# WHAT YOU SHOULD DO
According to the tropical cyclone abstract, which statistical coefficient is primarily used to investigate the hypotheses?

350 Exploring Interbasin Correlations of Tropical Cyclones and Tropical Cyclone Losses

Monday, 7 January 2019
Hall 4 (Phoenix Convention Center - West and North Buildings)
John K Hillier, Loughborough Univ., Loughborough, United Kingdom; and J. Done and H. Steptoe

Tropical cyclones (TCs) are one of the most costly natural hazards on Earth, and there is a desire to mitigate this risk. It is securely established that TC activity relates to ENSO in all oceanic basins (e.g. N. Atlantic). However, when a recent multi-basin review of correlation coefficients to ENSO [Steptoe et al. 2017] was applied to a financial model of losses related to TCs, there appeared to be no significant inter-relationship between the losses between regions (e.g. US, China) [Lloyds', 2016]. It is therefore of interest to examine the chain of environmental and anthropogenic processes from TC genesis to financial loss to examine how correlations degrade. A number of hypotheses are statistically investigated, primarily using Spearman's coefficient and ranks to decouple dependency structures from the marginal distributions, but also Poisson regression.

Lloyd’s (2016), The risk of global weather connections: Are atmospheric hazards independent?, Emerging Risk Report, (Nov), 1–46

Steptoe, H., S. E. O. Jones, and H. Fox (2017), Correlations between extreme atmospheric hazards and global teleconnections: Implications for multi-hazard resilience, Reviews of Geophysics, 55, doi:10.1002/2017/RG000567.

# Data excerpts
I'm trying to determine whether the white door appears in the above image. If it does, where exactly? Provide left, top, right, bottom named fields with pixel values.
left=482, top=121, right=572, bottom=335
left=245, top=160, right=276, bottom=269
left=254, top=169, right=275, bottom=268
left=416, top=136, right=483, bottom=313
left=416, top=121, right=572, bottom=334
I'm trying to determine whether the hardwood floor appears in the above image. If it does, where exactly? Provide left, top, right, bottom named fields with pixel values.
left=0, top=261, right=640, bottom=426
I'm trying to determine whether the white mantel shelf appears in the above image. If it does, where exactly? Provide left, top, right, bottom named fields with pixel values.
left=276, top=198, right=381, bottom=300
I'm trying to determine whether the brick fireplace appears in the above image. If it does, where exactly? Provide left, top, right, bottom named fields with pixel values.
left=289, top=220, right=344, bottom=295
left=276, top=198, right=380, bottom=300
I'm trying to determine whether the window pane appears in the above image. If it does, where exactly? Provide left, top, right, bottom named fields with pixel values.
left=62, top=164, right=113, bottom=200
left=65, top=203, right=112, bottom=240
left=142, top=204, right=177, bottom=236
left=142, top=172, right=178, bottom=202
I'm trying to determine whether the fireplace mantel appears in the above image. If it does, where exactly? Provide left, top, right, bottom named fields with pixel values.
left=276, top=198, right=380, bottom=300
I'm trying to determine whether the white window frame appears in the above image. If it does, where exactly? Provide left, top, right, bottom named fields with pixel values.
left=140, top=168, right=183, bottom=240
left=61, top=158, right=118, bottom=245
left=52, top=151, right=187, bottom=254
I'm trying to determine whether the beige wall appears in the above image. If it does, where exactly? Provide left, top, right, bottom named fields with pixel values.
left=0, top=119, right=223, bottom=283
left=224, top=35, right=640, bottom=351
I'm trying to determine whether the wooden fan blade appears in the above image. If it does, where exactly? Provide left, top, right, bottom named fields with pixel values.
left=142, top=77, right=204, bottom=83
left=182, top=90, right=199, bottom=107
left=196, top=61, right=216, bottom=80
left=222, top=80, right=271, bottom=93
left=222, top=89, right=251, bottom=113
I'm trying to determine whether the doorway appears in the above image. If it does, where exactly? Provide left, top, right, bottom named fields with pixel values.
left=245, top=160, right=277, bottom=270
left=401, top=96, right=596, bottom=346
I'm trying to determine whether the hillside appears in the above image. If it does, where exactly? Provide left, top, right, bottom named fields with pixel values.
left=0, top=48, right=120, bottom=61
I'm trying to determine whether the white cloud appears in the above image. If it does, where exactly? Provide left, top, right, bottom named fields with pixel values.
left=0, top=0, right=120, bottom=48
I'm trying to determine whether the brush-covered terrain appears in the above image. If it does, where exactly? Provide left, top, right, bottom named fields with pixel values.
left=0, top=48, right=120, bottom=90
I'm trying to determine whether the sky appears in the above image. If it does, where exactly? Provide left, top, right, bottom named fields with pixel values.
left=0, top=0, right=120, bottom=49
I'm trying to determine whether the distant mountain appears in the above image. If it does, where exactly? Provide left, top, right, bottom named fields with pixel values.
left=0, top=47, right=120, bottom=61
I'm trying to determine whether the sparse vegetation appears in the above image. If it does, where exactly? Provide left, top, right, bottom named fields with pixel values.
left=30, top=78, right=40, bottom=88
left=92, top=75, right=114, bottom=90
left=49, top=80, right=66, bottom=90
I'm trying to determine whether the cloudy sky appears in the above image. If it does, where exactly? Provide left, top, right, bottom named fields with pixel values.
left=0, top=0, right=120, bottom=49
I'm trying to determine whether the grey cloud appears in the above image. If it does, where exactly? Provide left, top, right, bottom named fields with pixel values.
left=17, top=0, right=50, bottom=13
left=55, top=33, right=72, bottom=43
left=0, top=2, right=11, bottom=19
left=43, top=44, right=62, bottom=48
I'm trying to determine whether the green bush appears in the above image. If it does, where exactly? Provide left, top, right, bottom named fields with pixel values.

# REPLY
Spearman's coefficient, used with ranks.